::: DATA IN THIS EXERCISE

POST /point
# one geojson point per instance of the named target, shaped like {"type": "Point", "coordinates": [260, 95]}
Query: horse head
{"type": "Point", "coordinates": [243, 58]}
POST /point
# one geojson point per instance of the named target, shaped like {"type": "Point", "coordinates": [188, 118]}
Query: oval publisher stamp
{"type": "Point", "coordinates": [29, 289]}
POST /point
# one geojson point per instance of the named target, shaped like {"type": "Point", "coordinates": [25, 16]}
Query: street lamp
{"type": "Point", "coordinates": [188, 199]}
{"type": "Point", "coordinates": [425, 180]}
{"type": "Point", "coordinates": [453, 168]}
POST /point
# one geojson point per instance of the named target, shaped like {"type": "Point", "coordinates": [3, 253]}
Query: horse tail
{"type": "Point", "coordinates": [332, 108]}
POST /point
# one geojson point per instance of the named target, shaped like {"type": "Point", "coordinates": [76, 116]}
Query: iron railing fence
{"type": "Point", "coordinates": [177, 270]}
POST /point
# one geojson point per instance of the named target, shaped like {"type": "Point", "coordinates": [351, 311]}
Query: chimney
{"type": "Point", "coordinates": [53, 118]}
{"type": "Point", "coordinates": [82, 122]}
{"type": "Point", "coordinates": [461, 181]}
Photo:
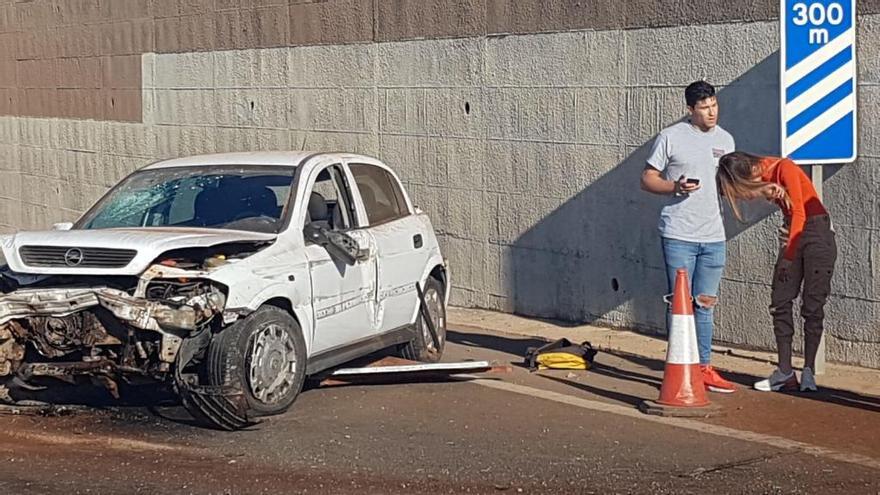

::::::

TASK |
Some lines in the data above hold the string "shaped". Find and copy each of them.

RESPONSE FOR THIS EXERCISE |
# one geojson point per instance of the named target, shaped like {"type": "Point", "coordinates": [260, 95]}
# one geojson point per instance of the named target, shaped like {"type": "Point", "coordinates": [188, 118]}
# one geojson point per instance of the named target, shaped like {"type": "Point", "coordinates": [25, 16]}
# one geojson point per instance of the named target, shaped like {"type": "Point", "coordinates": [3, 253]}
# one geojson point per instance of the named target, shaped like {"type": "Point", "coordinates": [76, 116]}
# one geojson point per instance of the named target, shaped like {"type": "Point", "coordinates": [351, 311]}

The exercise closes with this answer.